RE - 49908 - Sessão: 18/11/2014 às 14:00

RELATÓRIO

O Comitê Financeiro do Partido Social Democrático – PSD de Barra do Ribeiro protocolou, em 15.11.2012, a sua prestação de contas referente ao pleito daquele ano (fls. 02-26).

Emitido relatório preliminar, foi solicitado ao partido que informasse a conta bancária de campanha eleitoral, prestasse esclarecimento quanto à data correta de gestão da presidência do partido, bem como complementasse a documentação inicialmente acostada aos autos com recibos eleitorais e sanasse as divergências encontradas (fls. 27-29). Intimado, o interessado juntou documentos (fls. 36-63).

O Relatório Final de Exame concluiu pela persistência das falhas (fls. 64-65). Os autos foram com vista ao Ministério Público Eleitoral, o qual opinou pela desaprovação das contas (fl. 67-67v.). Sobreveio sentença, desaprovando as contas por entendê-las imprestáveis para o fim de permitir a fiscalização por parte da Justiça Eleitoral (fls. 69-70).

O Comitê Financeiro interpôs recurso, suscitando preliminar de cerceamento de defesa, por não lhe ter sido oportunizada vista dos autos para a manifestação acerca do Relatório Final de Exames, prevista em lei, e pleiteou a nulidade da decisão de piso (fls. 74-86). Acolhida a preliminar por esta Corte (fls. 120-122), os autos retornaram à Zona Eleitoral de origem para a concessão do prazo de lei, o qual, após a regular intimação do interessado mediante publicação no DEJERS (fl. 135), transcorreu in albis (fl. 136).
+===+
Dê seguimento ao relatório sobre a prestação de contas do PSD de Barra do Ribeiro a partir de onde ele termina. As entradas não têm nenhuma relação com isto.
+===+
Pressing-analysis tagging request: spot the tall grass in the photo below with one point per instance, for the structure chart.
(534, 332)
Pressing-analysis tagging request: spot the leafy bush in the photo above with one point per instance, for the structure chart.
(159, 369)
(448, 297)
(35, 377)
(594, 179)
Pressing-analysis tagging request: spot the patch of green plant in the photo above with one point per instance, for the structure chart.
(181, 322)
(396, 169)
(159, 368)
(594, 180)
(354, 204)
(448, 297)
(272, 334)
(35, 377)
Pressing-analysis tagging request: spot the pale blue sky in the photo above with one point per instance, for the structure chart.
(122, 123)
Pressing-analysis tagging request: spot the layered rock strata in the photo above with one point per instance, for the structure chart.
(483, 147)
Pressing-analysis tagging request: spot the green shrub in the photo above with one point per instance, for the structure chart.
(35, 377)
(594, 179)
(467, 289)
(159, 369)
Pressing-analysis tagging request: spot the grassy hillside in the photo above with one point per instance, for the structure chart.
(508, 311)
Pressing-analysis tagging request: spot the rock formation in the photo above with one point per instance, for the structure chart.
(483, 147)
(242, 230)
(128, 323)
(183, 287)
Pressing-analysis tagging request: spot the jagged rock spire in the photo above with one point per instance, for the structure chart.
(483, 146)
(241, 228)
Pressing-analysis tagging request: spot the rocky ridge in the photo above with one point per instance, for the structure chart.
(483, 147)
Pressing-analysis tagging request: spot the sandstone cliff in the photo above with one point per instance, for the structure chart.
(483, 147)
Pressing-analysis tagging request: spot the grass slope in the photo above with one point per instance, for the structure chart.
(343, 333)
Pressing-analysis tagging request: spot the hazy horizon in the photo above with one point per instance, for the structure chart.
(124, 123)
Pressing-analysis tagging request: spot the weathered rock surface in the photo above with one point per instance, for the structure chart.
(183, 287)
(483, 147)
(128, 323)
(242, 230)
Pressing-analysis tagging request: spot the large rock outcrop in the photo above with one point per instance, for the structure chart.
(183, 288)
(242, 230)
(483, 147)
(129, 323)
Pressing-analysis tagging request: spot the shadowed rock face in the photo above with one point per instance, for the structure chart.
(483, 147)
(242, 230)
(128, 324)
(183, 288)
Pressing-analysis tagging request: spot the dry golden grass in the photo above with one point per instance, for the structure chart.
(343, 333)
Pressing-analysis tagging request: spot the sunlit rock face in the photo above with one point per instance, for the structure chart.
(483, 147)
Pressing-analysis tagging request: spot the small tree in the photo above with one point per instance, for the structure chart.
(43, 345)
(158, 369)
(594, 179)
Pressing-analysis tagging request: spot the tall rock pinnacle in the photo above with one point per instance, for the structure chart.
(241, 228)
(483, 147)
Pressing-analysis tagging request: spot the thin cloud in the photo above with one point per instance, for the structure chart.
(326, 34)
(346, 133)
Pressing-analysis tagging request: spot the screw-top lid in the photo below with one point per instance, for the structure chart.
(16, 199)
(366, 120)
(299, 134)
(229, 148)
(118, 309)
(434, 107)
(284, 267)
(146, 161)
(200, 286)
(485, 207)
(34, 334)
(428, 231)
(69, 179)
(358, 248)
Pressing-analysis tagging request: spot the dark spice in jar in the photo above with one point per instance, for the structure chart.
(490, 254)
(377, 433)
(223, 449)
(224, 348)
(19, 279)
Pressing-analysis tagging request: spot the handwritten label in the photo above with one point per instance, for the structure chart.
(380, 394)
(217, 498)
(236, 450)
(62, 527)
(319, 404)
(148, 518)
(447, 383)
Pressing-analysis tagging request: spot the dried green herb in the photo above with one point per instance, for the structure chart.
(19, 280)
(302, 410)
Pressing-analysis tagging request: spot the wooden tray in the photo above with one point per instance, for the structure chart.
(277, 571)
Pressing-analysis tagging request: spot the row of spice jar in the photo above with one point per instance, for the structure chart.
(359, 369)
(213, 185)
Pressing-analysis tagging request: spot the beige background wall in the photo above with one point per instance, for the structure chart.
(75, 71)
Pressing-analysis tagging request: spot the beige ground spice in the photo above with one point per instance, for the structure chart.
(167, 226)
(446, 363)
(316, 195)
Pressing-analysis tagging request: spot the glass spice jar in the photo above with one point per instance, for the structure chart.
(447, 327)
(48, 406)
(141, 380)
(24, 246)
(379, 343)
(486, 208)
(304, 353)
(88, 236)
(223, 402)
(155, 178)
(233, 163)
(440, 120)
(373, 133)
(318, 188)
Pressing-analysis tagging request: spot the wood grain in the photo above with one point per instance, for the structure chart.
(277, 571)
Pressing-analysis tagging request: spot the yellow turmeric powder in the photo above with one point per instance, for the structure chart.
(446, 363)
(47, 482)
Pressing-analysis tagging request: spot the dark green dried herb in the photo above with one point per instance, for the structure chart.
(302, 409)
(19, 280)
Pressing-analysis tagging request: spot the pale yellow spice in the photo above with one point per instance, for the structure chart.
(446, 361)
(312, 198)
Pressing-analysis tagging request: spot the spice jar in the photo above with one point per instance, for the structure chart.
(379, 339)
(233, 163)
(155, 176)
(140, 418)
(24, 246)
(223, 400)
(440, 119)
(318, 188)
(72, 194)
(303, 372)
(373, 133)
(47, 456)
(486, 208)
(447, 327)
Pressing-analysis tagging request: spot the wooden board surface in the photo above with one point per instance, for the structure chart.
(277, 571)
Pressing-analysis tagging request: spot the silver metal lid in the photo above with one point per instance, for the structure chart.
+===+
- Resultado:
A parte foi a juízo requerer novo prazo para manifestação, arguindo a necessidade de intimação pessoal do responsável pelo Comitê Financeiro, em virtude de entender que o advogado constituído nos autos não teria poderes para receber a intimação, por se tratar de ato personalíssimo (fls. 138-142). O magistrado indeferiu o pedido (fl. 143).

Foram interpostos, sucessivamente, três agravos retidos reiterando a necessidade da intimação pessoal, os quais não foram recebidos por falta de previsão legal na seara eleitoral (fls. 152-154, 163-165 e 167-179).

Os autos foram em vista ao Ministério Público Eleitoral, o qual opinou pela desaprovação das contas (fls. 191-192).

A parte ingressou com o quarto agravo retido visando à obtenção de novo prazo. O magistrado da 151ª Zona Eleitoral entendeu manifesto o caráter meramente protelatório do manejo incessante de tais agravos e determinou o desentranhamento da última peça apresentada, bem como condenou os recorrentes ao pagamento de multa no valor de R$ 724,00 (setecentos e vinte e quatro reais) por litigância de má-fé (fls. 206-208).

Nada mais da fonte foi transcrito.